The Hacktivity Cyber Labs platform was designed by Z Cliff Schreuders, Leeds Beckett reader in computer security and director of the university’s security innovation centre, and took him nine years of academic research and development (R&D) to bring to fruition.
“Creating hacking challenges for our students helps them to put theory into practice,” said Schreuders. “We want to make it fun and engaging to learn cyber security – so we have been developing a lot of our own software and techniques.”
The platform is a virtual lab environment that is used by computing students to log into virtual machines (VMs) and receive randomly generated, automated security or ethical hacking challenges, personalised to each user. Paul Doney, head of subject for computing at Leeds Beckett, said this element of the platform was a key selling point.
“Most hacking challenges involve manually setting up a challenge which you would use once, and each student would have the exact same challenge,” he said. “Our software creates and automates that process and makes it interesting by randomising it – so that each student has a uniquely configured system and problem and a unique experience.”
Besides hands-on tasks, Hacktivity also includes capture-the-flag games, league tables, progress monitoring, and a chatbot element to provide instant feedback and issue further challenges. This is backed by an extensive content library that maps to the Cyber Security Body of Knowledge (CyBOK) – the UK’s national body of knowledge that informs and underpins education and training in security, and uses this to challenge students’ skills in areas such as systems security, defensive controls, web and network security, ethical hacking and penetration testing, malware analysis, software exploitation, and incident response and investigation.
The funding injection will go towards training Schreuders’ team to develop a value proposition, conduct market research, and further investigate how to ready Hacktivity for public sale. They will then be able to pitch for further funding stages and, through the CyberASAP programme, begin to work with partner organisations on future R&D.
“CyberASAP is a great opportunity to learn from experts how we can commercialise our state-of-the-art platform, grow its user-base outside of the university, and fund its continued growth – including further technical development and content creation,” said Schreuders.
“Hacktivity is a unique and useful resource and has had a great impact on our students. Our open source framework, SecGen, is already used by many internationally, and there is potential for so many more people to gain from what we have developed – from security professionals to other universities and employers.”
Leeds Beckett is one of only nine universities in the UK to have had its cyber security undergraduate degree course accredited by the National Cyber Security Centre, the others being Cardiff Metropolitan University, Edinburgh Napier University, Oxford Brookes University, Royal Holloway University of London, University of Greenwich, University of South Wales and University of Warwick.
Its postgraduate masters course is similarly acknowledged by the NCSC’s scheme, which ultimately seeks to enable both students and employers to make better informed choices about their career paths and hiring choices.

==============================

Transcribe the stretch of the Hacktivity article from "The platform is" through "key selling point.". The material has no connection to the Hacktivity article.

**PROVIDED MATERIAL**.
==============================

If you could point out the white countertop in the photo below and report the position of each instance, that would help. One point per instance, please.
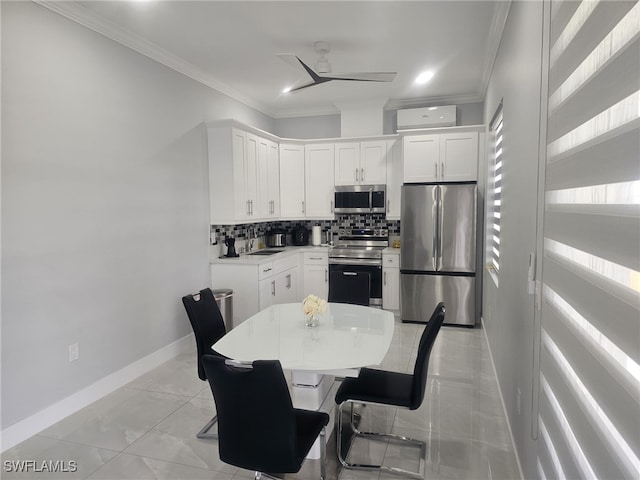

==============================

**THE ANSWER**.
The platform is a virtual lab environment that is used by computing students to log into virtual machines (VMs) and receive randomly generated, automated security or ethical hacking challenges, personalised to each user. Paul Doney, head of subject for computing at Leeds Beckett, said this element of the platform was a key selling point.